[Begin Given text]

Gerry Canavan

the smartest kid on earth

Universities, Mismanagement, and Permanent Crisis

with 15 comments

Some loose, probably incautious thoughts, adapted from a couple of Twitter rants essays I’ve been writing the last few days.

A multi-generation, multimillion-dollar institution (like a college) that has to administrate by emergency decree has in nearly every case been grotesquely failed by its leadership. And in the US today that describes nearly every college and university, in management rhetorics and policies dating back at least to the mid-2000s (when I first entered the profession as a graduate student).

If your college faced drastic emergency cuts after 2008, it was mismanaged. You expanded on an unsustainable basis, made the wrong commitments, spent too much.

If your college faces drastic emergency cuts now because enrollments will tick (slightly) downward in the 2010s, it was mismanaged. You had 18 years warning that this demographic wave was going to hit, 18 years to plan for what to do when it did.

As every college administration invokes generalized, free-flowing “emergency” as its justification for arbitrary policy after arbitrary policy — all of which need to be implemented now, en toto and without debate, even the ones that contradict the other ones — they are arguing that their management up to now has been so wildly and irredeemably poor that the university has been thrown into total system crisis. And yet the solution to the emergency is, inevitably, always more (and more draconian) administrative control, always centralized under the very same people who took us over the cliff in the first place!

Nor is there ever any accountability, or so much as an explanation, for how the crisis was ever allowed to happen in the first place. (Very often, of course, the guilty parties have already fled the state.)

[End Given text]

--- Exercise tasks ---
• a. According to the post on university mismanagement, how many years of warning did colleges have about the demographic wave?
• b. Write out, word for word, the part of the post on university mismanagement that opens with the words "A multi-generation, multimillion-dollar" and closes with "a graduate student).".
The lines that come next are separate material with no connection to the post.

[Begin Information provided]

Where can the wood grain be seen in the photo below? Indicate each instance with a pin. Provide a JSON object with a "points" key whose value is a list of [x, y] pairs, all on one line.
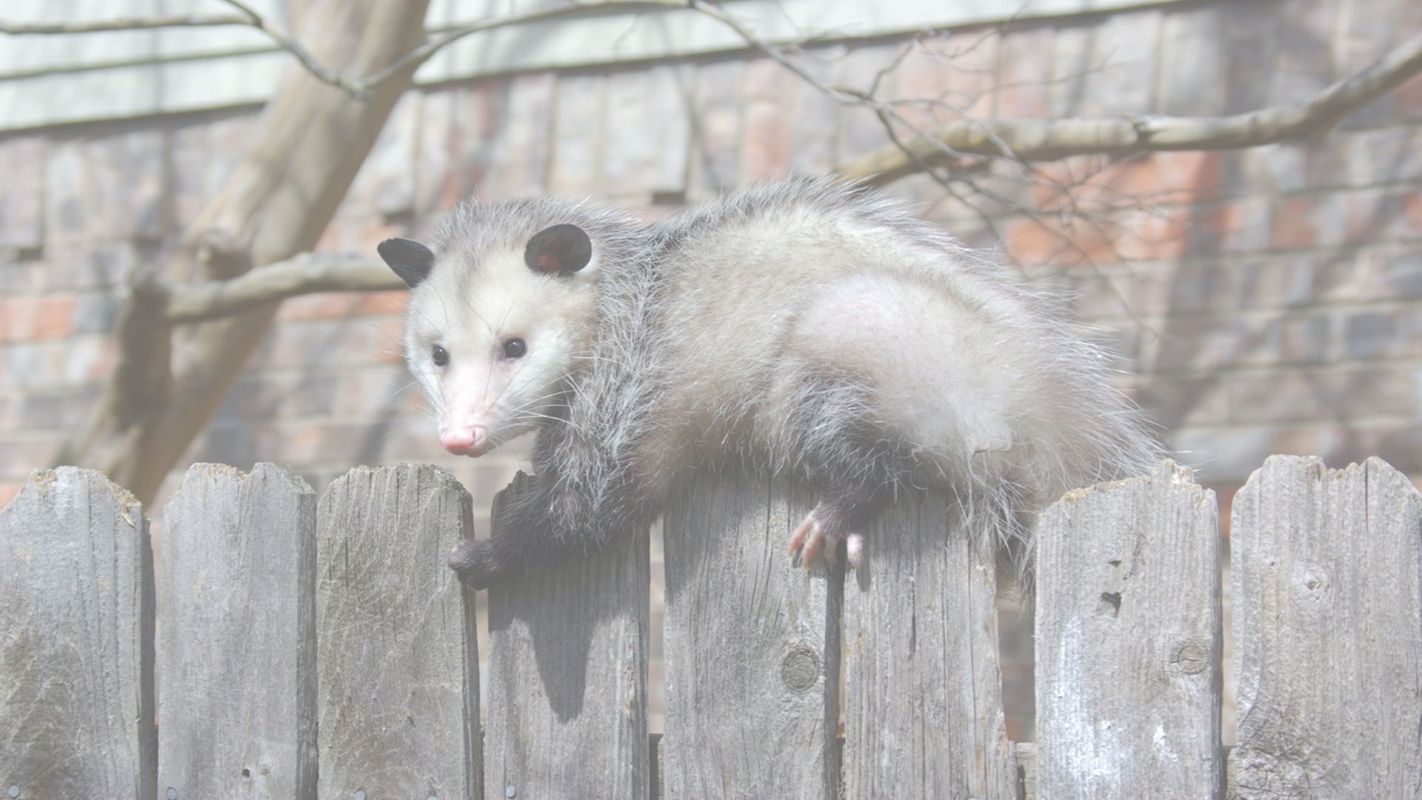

[End Information provided]

--- Responses to the tasks ---
• a. 18 years

• b.
A multi-generation, multimillion-dollar institution (like a college) that has to administrate by emergency decree has in nearly every case been grotesquely failed by its leadership. And in the US today that describes nearly every college and university, in management rhetorics and policies dating back at least to the mid-2000s (when I first entered the profession as a graduate student).